— START OF Entries supplied —

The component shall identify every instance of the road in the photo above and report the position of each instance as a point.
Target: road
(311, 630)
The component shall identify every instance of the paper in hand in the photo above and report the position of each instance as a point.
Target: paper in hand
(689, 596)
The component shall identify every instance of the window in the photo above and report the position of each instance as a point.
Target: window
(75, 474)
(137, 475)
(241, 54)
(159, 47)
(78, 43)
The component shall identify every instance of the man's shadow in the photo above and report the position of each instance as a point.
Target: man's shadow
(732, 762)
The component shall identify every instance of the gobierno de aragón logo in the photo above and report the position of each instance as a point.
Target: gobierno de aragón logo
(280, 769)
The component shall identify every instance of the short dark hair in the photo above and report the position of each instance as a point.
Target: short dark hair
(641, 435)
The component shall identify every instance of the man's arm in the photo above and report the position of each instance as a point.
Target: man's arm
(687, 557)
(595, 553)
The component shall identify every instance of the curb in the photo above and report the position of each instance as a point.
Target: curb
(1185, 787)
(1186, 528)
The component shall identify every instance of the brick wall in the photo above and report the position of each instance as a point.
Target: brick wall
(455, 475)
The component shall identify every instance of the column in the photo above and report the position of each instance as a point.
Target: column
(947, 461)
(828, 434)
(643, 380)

— END OF Entries supplied —
— START OF Entries supplied —

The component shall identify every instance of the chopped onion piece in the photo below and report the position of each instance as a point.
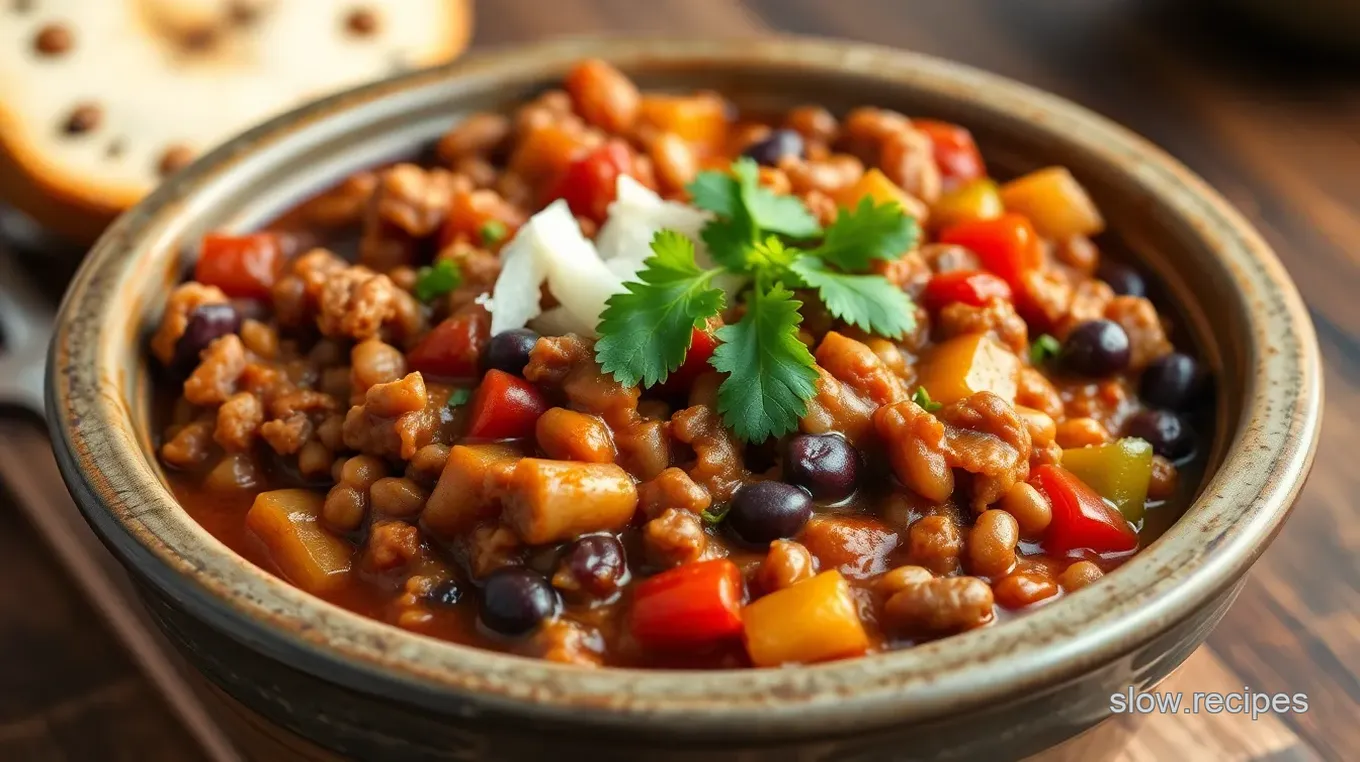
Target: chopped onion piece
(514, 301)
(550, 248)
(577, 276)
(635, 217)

— END OF Entries supplied —

Problem description:
State how many lines of the data contain the string "gobierno", treating uppercase and lowercase letters as distinct. Provide only the number.

Response to the exercise:
2